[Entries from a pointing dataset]
================

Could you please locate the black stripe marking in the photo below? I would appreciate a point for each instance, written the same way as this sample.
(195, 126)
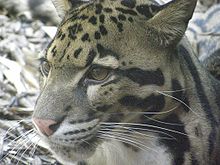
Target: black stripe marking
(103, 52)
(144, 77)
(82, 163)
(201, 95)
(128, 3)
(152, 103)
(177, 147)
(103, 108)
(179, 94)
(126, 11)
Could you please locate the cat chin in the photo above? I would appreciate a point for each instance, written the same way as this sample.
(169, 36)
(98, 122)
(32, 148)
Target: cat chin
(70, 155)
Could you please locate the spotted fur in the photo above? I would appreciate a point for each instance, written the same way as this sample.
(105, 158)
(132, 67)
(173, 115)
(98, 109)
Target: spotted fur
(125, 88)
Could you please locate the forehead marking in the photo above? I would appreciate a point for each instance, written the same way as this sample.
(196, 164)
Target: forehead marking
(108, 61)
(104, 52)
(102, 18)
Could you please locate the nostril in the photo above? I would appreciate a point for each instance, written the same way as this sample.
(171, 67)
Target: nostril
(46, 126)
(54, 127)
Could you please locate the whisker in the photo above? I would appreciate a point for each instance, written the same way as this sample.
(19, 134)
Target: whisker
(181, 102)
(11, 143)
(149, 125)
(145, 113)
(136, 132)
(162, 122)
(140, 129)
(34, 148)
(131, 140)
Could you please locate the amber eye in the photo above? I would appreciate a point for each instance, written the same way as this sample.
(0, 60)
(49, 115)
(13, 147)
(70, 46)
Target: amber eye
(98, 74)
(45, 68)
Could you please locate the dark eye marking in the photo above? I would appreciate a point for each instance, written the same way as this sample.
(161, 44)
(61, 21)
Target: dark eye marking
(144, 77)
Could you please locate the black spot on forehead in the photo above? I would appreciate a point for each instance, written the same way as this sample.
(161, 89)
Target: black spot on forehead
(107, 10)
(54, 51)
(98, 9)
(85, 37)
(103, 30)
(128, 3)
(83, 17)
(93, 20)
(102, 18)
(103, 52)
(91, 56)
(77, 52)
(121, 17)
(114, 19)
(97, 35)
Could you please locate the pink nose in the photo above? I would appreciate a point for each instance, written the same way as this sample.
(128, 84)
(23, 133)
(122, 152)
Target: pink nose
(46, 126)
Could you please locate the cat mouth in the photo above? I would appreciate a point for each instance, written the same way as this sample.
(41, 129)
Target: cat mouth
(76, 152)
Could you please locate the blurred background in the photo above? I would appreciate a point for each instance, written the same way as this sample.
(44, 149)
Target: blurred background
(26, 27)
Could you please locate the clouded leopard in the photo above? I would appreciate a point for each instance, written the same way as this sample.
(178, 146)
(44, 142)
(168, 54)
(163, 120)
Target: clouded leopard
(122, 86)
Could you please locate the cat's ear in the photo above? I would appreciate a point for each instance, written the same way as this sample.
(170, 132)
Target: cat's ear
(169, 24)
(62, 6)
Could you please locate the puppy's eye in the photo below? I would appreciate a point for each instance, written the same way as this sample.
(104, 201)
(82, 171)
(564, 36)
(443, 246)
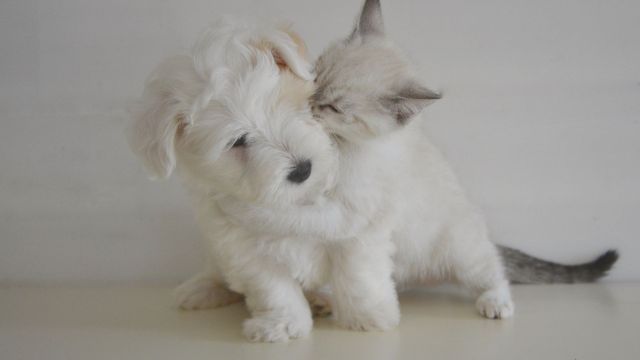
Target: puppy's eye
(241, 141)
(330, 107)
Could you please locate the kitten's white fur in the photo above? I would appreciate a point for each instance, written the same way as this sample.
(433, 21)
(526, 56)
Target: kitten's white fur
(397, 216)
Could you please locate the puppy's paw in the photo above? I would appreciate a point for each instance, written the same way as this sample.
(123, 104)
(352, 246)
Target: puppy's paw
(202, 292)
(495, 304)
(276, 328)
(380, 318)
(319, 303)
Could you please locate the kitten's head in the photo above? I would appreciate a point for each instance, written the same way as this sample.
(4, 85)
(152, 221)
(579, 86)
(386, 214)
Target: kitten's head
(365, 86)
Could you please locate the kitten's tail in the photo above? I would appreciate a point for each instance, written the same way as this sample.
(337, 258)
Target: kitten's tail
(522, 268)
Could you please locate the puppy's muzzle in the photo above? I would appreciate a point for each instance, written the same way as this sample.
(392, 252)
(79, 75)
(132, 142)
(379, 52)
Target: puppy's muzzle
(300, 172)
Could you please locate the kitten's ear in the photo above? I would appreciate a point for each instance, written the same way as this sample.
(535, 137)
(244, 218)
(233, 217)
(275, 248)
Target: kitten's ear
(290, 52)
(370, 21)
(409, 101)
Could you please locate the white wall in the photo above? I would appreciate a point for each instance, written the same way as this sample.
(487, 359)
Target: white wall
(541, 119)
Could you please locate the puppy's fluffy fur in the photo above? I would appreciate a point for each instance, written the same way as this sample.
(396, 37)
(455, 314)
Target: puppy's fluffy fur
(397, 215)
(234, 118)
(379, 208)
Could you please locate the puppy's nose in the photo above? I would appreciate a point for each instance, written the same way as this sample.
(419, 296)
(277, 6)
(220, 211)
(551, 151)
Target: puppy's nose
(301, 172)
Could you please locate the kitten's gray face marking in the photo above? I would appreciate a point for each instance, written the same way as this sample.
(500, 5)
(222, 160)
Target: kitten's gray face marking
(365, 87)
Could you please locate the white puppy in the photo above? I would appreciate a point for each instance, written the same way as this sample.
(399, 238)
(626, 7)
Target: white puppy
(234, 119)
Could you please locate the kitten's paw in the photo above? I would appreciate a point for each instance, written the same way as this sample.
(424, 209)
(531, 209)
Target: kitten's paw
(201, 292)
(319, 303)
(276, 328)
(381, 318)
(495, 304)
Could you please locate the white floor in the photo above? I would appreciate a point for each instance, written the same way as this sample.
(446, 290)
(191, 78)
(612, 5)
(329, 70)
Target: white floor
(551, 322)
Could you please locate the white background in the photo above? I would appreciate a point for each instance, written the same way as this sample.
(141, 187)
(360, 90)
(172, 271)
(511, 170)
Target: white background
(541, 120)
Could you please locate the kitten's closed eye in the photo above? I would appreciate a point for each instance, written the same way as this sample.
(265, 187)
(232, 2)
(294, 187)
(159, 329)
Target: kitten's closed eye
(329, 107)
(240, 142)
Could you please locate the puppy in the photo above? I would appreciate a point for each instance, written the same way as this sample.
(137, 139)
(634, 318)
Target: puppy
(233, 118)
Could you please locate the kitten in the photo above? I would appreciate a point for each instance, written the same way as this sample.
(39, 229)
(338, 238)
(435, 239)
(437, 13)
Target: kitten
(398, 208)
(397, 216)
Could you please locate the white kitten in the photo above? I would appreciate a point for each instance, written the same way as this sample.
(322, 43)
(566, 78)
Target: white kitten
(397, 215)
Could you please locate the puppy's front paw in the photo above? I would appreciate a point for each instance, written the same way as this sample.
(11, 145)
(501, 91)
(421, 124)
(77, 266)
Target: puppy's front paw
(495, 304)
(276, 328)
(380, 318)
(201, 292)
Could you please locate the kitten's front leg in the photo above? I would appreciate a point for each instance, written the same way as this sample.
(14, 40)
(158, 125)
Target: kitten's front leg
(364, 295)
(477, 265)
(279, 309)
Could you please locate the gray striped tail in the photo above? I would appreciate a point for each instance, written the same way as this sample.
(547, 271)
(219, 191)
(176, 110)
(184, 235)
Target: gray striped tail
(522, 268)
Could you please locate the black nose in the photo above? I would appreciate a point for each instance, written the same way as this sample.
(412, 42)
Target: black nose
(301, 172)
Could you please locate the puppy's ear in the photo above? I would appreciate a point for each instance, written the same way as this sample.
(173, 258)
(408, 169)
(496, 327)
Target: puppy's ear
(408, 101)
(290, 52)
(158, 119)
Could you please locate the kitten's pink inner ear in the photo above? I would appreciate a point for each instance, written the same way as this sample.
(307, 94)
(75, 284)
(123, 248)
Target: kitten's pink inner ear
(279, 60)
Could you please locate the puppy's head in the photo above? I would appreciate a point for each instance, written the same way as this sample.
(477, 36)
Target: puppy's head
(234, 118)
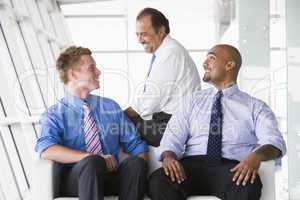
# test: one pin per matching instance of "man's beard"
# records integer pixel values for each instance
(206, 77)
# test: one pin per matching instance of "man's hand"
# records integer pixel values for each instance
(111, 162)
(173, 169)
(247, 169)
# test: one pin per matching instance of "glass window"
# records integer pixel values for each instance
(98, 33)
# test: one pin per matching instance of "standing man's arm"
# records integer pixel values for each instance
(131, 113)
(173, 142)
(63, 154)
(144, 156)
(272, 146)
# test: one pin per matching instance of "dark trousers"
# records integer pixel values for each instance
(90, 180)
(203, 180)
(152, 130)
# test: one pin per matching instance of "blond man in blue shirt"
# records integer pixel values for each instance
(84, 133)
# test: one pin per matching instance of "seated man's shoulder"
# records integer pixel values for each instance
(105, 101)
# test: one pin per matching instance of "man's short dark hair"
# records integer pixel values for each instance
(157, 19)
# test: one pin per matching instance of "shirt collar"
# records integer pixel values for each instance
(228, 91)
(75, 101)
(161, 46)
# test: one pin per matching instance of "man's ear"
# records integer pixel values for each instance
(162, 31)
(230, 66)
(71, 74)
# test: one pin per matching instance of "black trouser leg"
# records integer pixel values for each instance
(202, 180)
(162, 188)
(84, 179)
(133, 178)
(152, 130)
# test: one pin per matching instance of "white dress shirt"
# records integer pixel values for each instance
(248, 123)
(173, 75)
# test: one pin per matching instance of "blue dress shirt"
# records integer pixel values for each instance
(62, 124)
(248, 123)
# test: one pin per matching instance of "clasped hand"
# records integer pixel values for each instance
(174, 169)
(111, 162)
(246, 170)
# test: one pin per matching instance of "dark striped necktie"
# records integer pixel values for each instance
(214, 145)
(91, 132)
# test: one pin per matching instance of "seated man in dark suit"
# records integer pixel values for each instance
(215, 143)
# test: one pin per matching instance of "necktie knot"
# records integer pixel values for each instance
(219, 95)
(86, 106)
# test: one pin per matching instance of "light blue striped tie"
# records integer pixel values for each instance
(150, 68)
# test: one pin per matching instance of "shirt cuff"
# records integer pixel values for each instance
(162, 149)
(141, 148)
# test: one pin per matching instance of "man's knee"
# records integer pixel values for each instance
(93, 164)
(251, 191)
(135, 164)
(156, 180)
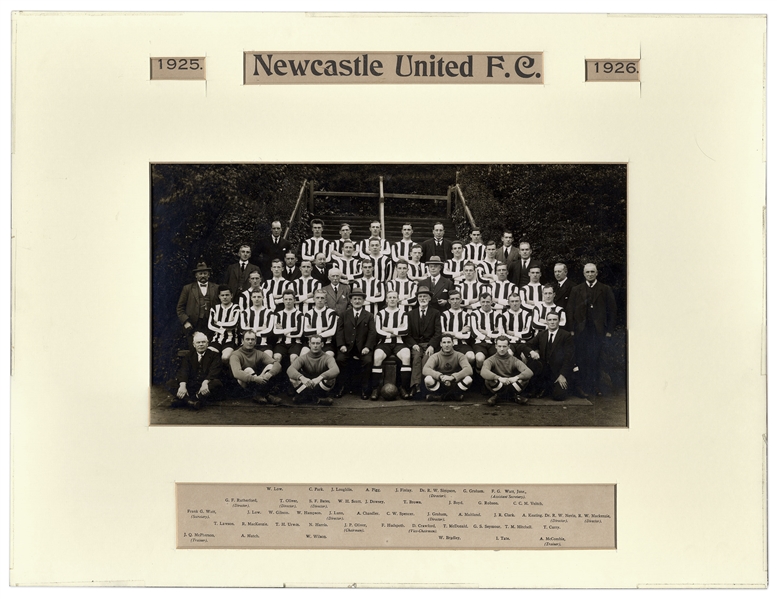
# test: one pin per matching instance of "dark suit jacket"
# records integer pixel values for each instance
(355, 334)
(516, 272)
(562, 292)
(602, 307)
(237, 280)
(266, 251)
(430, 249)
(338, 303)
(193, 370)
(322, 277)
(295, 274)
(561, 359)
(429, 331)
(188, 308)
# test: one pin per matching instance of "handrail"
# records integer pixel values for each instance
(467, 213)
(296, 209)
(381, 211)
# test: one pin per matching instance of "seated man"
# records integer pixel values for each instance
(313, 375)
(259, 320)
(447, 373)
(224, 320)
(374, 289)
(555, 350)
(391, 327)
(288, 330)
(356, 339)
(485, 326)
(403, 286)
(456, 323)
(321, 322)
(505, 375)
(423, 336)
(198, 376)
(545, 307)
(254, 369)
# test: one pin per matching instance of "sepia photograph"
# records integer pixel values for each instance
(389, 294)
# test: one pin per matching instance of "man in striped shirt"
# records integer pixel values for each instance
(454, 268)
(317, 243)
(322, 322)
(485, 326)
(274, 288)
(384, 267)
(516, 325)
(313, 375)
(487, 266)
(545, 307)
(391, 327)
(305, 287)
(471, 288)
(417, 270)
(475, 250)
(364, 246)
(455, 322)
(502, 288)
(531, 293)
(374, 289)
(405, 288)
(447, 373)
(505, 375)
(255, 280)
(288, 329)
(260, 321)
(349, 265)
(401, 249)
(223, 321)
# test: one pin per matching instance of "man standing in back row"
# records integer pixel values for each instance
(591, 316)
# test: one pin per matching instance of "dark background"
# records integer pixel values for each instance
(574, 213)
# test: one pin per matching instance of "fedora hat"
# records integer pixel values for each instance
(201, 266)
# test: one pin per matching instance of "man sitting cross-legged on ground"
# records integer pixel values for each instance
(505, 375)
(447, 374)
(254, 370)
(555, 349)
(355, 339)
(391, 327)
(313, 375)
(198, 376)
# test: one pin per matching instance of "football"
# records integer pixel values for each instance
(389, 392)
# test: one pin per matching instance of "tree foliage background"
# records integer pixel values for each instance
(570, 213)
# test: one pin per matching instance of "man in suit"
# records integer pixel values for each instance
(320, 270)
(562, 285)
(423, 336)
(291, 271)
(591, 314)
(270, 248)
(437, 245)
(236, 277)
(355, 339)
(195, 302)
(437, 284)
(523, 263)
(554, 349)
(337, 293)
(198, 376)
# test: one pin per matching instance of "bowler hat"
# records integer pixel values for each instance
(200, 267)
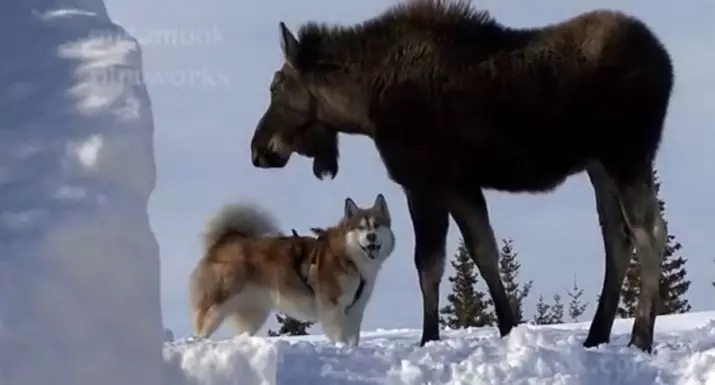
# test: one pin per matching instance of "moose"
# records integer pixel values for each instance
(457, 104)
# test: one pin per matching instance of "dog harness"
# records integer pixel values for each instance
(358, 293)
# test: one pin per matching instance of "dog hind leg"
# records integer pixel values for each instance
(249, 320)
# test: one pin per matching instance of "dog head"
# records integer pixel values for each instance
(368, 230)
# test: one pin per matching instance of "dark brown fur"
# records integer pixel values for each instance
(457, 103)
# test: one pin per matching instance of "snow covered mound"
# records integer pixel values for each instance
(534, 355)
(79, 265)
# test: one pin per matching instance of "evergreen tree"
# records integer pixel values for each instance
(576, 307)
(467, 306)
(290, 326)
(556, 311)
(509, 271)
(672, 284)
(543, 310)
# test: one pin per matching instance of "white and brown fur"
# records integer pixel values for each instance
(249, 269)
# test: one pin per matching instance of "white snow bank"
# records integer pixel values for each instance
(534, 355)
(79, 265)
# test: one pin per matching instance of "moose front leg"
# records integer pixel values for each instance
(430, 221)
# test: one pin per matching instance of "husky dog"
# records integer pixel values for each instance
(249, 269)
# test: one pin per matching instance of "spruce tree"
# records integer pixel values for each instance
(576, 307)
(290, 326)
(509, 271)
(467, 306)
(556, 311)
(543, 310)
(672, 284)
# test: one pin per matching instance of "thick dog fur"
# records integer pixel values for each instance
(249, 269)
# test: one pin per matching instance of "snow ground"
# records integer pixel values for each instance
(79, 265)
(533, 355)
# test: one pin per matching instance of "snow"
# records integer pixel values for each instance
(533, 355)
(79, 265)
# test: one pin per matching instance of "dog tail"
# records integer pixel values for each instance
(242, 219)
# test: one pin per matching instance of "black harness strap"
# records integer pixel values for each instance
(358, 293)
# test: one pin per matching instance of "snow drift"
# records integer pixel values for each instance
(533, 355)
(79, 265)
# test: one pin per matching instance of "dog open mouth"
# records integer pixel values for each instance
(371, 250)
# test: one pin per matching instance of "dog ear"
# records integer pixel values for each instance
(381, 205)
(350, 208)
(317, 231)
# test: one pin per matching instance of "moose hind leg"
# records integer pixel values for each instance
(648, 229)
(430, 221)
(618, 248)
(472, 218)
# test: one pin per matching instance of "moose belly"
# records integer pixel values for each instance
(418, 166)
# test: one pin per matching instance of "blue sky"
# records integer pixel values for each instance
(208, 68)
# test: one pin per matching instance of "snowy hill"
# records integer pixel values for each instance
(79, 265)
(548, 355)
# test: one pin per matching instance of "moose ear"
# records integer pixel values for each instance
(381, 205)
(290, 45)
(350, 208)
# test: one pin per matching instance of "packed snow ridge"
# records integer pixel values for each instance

================

* Instruction *
Show every line of the records above that contains the word "standing". Case counts.

* Final result *
# test: one pin per matching instance of "standing man's arm"
# test: one pin per matching instance of "man standing in back row"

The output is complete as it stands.